- [Source passage]
────────

The flight crew comprised a captain and a first officer. A check pilot seated behind the pilots was evaluating instrument flight rules (IFR) proficiency. The pilots were licensed and certified for the first officer’s flight as part of a pilot proficiency check (PPC) and under existing regulations.

The first officer was at the controls. Before employment with Propair, the first officer had been an instructor on the ground and on simulators with Bombardier. During service with Bombardier, a recurring simulator drill involved reproducing a runway incursion with a second aircraft during take-off. The purpose of the exercise was to teach the trainee pilot to notice and quickly react to the unauthorized presence of an aircraft on the runway.

The first officer did not notice SKV7516 at the time that PRO104 began its take-off run. The first officer saw SKV7516 as the latter was about to advance onto the runway. The circumstances of the runway incursion were similar to the scenario reproduced in the simulator. The first officer immediately rejected the take-off. The captain was busy monitoring the engine parameters and anemometer, and did not see SKV7516. The check pilot could not see the other aircraft.

Visual scanning technique

The human field of vision includes foveal and peripheral vision. Foveal vision is in the centre of the field of vision and is relatively small. It provides visual acuity or, in other words, the perception of details. Outside of this central, cone-shaped area of vision, details are not perceived. Peripheral vision is mainly characterized by the ability to detect movement and changes in luminosity.

Detecting the presence of a distant aircraft normally requires foveal vision, given the size of the object, which is why visual scanning is needed to bring foveal vision into the entire field of vision. Focusing the eye is also critical in detecting an object. The eye requires 1 or 2 seconds to refocus. Consequently, the scanning technique must involve focusing a number of times in sequence in order to detect objects. Continuous scanning without focusing results in blurred vision.

────────

- [Written tasks]
a) According to the runway incursion passage, how long does the eye need to refocus?
b) Pull out each line of the records that contains the word "door".

- [Excerpts from location labeling data]

────────

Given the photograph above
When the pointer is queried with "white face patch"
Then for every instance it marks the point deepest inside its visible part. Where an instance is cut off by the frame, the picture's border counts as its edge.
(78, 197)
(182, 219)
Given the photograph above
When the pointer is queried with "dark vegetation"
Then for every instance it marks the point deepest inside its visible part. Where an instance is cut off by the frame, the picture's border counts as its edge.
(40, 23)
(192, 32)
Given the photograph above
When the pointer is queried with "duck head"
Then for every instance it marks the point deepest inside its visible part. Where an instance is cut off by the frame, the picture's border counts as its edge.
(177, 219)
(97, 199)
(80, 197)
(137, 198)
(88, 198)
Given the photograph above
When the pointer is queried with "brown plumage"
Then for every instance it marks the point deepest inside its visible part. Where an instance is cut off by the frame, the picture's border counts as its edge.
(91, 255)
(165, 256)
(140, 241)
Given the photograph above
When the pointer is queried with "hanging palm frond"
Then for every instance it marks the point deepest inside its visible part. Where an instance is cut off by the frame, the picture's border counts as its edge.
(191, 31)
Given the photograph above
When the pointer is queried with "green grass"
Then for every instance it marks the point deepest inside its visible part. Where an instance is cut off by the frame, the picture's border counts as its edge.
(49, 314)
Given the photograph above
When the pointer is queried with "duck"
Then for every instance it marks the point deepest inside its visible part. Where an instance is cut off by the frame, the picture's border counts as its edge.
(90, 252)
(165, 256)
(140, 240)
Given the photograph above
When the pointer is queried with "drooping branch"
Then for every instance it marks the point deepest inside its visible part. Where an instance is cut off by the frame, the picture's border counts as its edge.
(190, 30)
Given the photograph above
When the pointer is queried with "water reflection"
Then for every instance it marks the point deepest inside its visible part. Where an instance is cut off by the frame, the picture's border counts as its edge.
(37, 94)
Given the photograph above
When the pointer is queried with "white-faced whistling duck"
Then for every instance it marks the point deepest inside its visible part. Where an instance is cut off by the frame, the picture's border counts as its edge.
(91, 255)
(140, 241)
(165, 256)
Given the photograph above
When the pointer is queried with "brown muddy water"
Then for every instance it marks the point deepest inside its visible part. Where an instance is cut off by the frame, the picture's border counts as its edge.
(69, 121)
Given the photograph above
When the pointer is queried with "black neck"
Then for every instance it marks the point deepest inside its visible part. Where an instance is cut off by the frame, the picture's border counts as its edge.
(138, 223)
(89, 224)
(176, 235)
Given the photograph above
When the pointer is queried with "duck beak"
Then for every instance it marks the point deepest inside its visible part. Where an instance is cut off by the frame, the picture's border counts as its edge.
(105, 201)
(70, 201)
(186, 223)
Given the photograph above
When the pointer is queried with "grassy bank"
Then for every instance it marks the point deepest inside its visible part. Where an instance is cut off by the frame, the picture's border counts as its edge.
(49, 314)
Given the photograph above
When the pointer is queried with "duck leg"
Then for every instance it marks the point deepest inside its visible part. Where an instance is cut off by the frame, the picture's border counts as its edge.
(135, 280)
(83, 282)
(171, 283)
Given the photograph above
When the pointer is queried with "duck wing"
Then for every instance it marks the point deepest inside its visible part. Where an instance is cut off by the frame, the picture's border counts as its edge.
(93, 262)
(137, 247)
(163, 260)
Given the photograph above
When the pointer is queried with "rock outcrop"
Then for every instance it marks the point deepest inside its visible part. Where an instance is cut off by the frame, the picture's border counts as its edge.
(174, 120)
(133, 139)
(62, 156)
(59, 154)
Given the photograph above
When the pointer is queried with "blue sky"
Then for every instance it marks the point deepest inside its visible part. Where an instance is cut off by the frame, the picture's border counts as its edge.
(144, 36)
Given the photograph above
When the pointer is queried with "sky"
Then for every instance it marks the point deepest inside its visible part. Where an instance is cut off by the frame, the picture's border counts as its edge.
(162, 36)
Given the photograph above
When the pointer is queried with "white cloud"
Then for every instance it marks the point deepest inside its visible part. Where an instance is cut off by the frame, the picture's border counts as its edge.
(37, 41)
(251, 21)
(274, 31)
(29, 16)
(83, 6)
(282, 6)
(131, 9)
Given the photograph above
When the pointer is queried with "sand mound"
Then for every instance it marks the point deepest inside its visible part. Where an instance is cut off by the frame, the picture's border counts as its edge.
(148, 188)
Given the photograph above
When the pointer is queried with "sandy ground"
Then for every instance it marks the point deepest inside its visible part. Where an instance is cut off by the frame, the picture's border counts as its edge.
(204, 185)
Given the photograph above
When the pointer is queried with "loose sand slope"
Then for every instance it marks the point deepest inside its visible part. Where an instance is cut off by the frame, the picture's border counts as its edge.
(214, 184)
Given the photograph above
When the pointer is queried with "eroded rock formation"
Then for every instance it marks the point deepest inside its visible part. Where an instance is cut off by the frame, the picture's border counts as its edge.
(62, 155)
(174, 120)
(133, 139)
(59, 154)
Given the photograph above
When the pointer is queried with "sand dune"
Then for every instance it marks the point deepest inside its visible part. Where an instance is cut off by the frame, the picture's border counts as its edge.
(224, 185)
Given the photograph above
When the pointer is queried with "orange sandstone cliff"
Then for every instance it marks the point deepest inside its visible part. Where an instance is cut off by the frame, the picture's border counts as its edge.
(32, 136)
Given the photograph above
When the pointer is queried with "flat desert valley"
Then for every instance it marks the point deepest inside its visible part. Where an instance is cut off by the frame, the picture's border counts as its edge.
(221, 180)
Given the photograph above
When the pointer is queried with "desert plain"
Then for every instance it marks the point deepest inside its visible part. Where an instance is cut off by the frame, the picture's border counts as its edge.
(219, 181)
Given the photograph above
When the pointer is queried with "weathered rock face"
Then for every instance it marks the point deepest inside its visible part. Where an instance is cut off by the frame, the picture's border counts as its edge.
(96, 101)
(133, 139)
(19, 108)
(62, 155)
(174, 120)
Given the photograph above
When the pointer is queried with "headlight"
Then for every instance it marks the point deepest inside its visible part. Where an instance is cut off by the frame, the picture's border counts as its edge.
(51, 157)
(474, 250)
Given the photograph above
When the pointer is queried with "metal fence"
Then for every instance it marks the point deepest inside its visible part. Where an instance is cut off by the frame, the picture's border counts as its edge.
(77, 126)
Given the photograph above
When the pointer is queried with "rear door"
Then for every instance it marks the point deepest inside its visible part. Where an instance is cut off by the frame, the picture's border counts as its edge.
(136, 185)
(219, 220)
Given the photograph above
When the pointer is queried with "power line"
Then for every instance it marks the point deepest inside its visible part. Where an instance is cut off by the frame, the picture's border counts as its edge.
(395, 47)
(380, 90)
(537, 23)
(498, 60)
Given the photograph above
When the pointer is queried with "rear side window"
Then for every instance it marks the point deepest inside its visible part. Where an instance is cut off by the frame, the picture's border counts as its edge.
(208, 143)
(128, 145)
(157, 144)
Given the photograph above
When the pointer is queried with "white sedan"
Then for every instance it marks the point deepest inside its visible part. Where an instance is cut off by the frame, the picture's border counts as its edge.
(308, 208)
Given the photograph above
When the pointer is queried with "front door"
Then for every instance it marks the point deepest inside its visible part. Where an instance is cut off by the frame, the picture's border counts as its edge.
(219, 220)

────────

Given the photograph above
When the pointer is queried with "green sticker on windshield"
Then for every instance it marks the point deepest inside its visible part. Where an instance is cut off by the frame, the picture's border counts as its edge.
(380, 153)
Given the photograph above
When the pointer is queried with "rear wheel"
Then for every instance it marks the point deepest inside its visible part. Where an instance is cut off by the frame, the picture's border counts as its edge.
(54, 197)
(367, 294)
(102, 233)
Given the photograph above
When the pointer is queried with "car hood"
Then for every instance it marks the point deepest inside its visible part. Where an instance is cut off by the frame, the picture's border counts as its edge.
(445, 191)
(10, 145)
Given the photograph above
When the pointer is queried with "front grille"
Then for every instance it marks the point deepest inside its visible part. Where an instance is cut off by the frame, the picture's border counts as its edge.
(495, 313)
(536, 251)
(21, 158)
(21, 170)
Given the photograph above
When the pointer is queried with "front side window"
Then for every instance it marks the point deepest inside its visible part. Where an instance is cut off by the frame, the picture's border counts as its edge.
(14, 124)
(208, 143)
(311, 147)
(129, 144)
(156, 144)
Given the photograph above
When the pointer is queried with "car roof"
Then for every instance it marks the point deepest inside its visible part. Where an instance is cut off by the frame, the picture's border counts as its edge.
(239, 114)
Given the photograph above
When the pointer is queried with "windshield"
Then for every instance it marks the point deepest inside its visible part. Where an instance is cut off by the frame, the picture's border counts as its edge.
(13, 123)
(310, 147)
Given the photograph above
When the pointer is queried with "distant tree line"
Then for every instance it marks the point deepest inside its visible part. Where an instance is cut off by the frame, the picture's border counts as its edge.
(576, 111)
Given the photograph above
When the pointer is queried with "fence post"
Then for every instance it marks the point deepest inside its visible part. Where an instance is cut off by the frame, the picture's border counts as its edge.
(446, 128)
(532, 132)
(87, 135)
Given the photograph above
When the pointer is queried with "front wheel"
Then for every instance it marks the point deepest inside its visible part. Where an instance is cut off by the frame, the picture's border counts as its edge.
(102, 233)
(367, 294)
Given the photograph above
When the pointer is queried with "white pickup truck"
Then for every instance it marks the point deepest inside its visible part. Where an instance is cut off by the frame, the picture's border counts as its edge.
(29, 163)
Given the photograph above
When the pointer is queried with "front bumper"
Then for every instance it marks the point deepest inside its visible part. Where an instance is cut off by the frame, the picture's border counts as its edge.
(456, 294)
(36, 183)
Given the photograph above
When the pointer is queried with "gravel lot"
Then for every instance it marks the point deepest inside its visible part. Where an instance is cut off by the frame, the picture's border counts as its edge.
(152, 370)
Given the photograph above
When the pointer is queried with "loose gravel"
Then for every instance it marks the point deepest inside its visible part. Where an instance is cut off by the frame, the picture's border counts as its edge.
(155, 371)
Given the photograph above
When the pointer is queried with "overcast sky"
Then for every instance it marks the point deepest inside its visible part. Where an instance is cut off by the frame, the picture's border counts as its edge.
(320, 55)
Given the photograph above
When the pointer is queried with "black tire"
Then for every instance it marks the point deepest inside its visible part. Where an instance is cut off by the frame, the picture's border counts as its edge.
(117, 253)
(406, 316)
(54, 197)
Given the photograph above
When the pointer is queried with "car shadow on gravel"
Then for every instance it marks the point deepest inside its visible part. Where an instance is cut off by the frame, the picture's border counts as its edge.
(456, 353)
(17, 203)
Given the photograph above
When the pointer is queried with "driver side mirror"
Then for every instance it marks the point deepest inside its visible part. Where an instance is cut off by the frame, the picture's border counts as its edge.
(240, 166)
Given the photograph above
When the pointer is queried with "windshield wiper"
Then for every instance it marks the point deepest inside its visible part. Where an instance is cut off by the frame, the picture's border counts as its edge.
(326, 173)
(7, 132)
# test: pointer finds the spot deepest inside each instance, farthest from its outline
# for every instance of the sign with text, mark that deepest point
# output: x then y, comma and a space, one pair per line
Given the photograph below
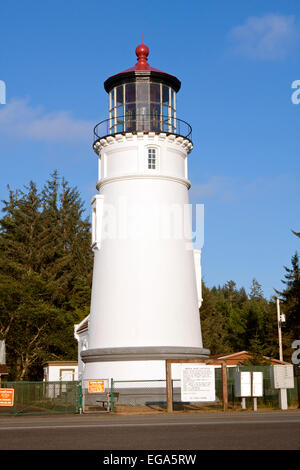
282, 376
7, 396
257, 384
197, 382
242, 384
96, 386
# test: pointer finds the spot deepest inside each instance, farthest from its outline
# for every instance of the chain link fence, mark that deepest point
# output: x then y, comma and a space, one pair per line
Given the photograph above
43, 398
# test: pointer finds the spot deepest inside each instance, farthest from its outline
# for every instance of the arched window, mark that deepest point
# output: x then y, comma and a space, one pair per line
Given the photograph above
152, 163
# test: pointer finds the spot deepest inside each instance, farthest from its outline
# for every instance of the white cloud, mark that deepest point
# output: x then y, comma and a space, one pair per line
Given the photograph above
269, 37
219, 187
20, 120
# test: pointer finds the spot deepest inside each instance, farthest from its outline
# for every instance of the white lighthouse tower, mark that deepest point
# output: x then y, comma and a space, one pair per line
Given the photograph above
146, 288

────────

- [Per-task answers]
a) The eye needs 1 or 2 seconds to refocus.

b)
When the pointer is queried with "rear door"
When the pointer is queried with "front door"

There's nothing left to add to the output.